_Selected extract_.
######
# Sullivan's Island



## SCsurf (Aug 26, 2015)

I am new to surfcasting and will be fishing Sullivan's Island end of September and October from the beach. My current set up is one of Tommy's 12' 3-7oz casting rods. What species am I fishing for at this time of year (I was hoping for drum)? What bait should I be using? How should I keep this bait fresh? What type of rig should I use/leader/etc? What time of the day/tide/moon phase? What test line mono/braid? Also, I need a reel for this rod. I am tied to shimano's and was looking at the Calcutta 700 but worry this is too bulky of a reel. Any other Shimano recommendations for this set up maybe a Torium?


----------



## IPNURWATER (Aug 20, 2013)

Akios.go to Tommy website.


----------



## SmoothLures (Feb 13, 2008)

I don't like the Akios/Abus for drum. Yeah they've landed a ton and will continue to catch tons, and I've caught a 42" on a Blue Yonder, I much prefer getting them in and released as fast as possible instead of tiring them out with lighter gear. 

Penn 525 Mag, Squall 15, Daiwa Sealine-X 20 or 30, Saltist 20 or 30, Jigmasters, etc.

You don't want a levelwind like the Calcutta.


----------



## RjTheMetalhead (Dec 3, 2011)

Buy some nice reel like a Penn Squall or Fathom 15 or Daiwa 20, load it with #17 mono and #50 shock and sling a 6oz sinker and mullet head as far as you can.

Get a piece of **** reel on a 7 foot ugly stick with #12 mono. Double bottom rig with fresh shrimp, cut mullet or sand fleas. 3oz pyramid
Lob it gracefully 5 yards into the surf where it will catch good table fish like pompano, whiting, slot reds and blacks while your expensive 13ft rod gets shark after shark run to get one or two drum on the beach.


----------



## SCsurf (Aug 26, 2015)

SmoothLures said:


> I don't like the Akios/Abus for drum. Yeah they've landed a ton and will continue to catch tons, and I've caught a 42" on a Blue Yonder, I much prefer getting them in and released as fast as possible instead of tiring them out with lighter gear.
> 
> Penn 525 Mag, Squall 15, Daiwa Sealine-X 20 or 30, Saltist 20 or 30, Jigmasters, etc.
> 
> You don't want a levelwind like the Calcutta.


Can you expand on why I don't want a levelwind?


----------



## RjTheMetalhead (Dec 3, 2011)

SCsurf said:


> Can you expand on why I don't want a levelwind?


They are like training wheels on a bicycle.
######
_Information supplied_.
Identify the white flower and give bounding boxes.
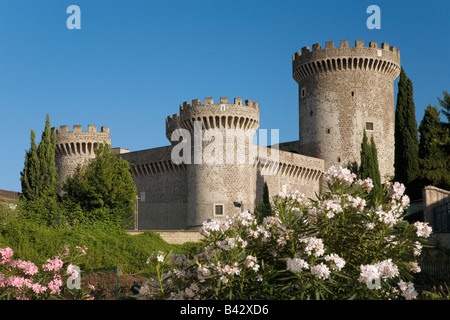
[67,264,79,280]
[388,182,405,200]
[414,221,433,238]
[409,261,421,273]
[244,256,259,272]
[375,259,399,279]
[413,241,422,257]
[365,222,375,230]
[311,262,330,279]
[398,280,417,300]
[358,264,380,283]
[300,237,325,257]
[156,251,164,262]
[324,253,345,271]
[324,166,356,185]
[286,258,308,273]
######
_Given problem 1_. Condense the paragraph in the Sullivan's Island thread that begins "I am new to surfcasting" into a short bulleted list, keeping its main facts.
_Given problem 2_. Write the next part of the Sullivan's Island thread, picking up after its final post.
None of the data is needed here.

_Written reply 1_.
- New to surfcasting; will fish Sullivan's Island from the beach at the end of September and in October.
- Current setup: one of Tommy's 12' 3–7 oz casting rods.
- Wants to know which species are around then (hoping for drum), what bait to use, and how to keep it fresh.
- Asks what rig and leader to use, the best time of day, tide and moon phase, and what test of mono or braid line.
- Needs a reel and is tied to Shimano. The Calcutta 700 is under consideration but may be too bulky. Asks for other Shimano recommendations, such as a Torium.

_Written reply 2_.
You don't need them at all. Your thumb is the best level device on this earth


----------



## ez2cdave (Oct 13, 2008)

SCsurf said:


> Can you expand on why I don't want a levelwind?


It cuts down on casting distance . . .


----------



## SCsurf (Aug 26, 2015)

So what bait do you recommend for September/October fishing.


----------



## spydermn (Apr 26, 2009)

what ever is in the water that catches fish


----------



## SCsurf (Aug 26, 2015)

spydermn said:


> what ever is in the water that catches fish


How about a little bit more specific for Drum on Sullivan's Island in October.


----------



## RjTheMetalhead (Dec 3, 2011)

SCsurf said:


> How about a little bit more specific for Drum on Sullivan's Island in October.


Live lizardfish


----------



## SCsurf (Aug 26, 2015)

RjTheMetalhead said:


> Live lizardfish


Do you catch these with an Ugly Stick in the hog swamps in Horry County?


----------



## RjTheMetalhead (Dec 3, 2011)

SCsurf said:


> Do you catch these with an Ugly Stick in the hog swamps in Horry County?


Of course!

Go to charlestonfishing.com to ask everyone there about their opinion since there are people that fish there on there.
I already mentioned the baits to use.


----------



## ez2cdave (Oct 13, 2008)




----------



## SmoothLures (Feb 13, 2008)

Tons of reasons not to use a levelwind. It can fail in sand and on a fast fish like a black tip that picks up your bait. 

If you fish for drum in October, use a mullet head off a 6-10" mullet. Use the other chunks too but the head is best. That's all the answer you need.


----------



## jameswebstersc (Sep 20, 2012)

SCsurf said:


> I am new to surfcasting and will be fishing Sullivan's Island end of September and October from the beach. My current set up is one of Tommy's 12' 3-7oz casting rods. What species am I fishing for at this time of year (I was hoping for drum)? What bait should I be using? How should I keep this bait fresh? What type of rig should I use/leader/etc? What time of the day/tide/moon phase? What test line mono/braid? Also, I need a reel for this rod. I am tied to shimano's and was looking at the Calcutta 700 but worry this is too bulky of a reel. Any other Shimano recommendations for this set up maybe a Torium?


hey surf. I fish the Isle of Palms a few times a month. Whiting,blues and stingrays are still heavy in the surf. Isle of Palms is a good location for bull reds in October. Mullet or Bluefish heads should get you some action 
As for the type of rig, I prefer a fishfinder rig. 4 inch 60lb fluoro leader tied to a swivel. i like mono on my conventional reel, so i use 14-18lb test.
As for reels, Im an Akios fan. I have their conventional and spinning reels and i enjoy using them.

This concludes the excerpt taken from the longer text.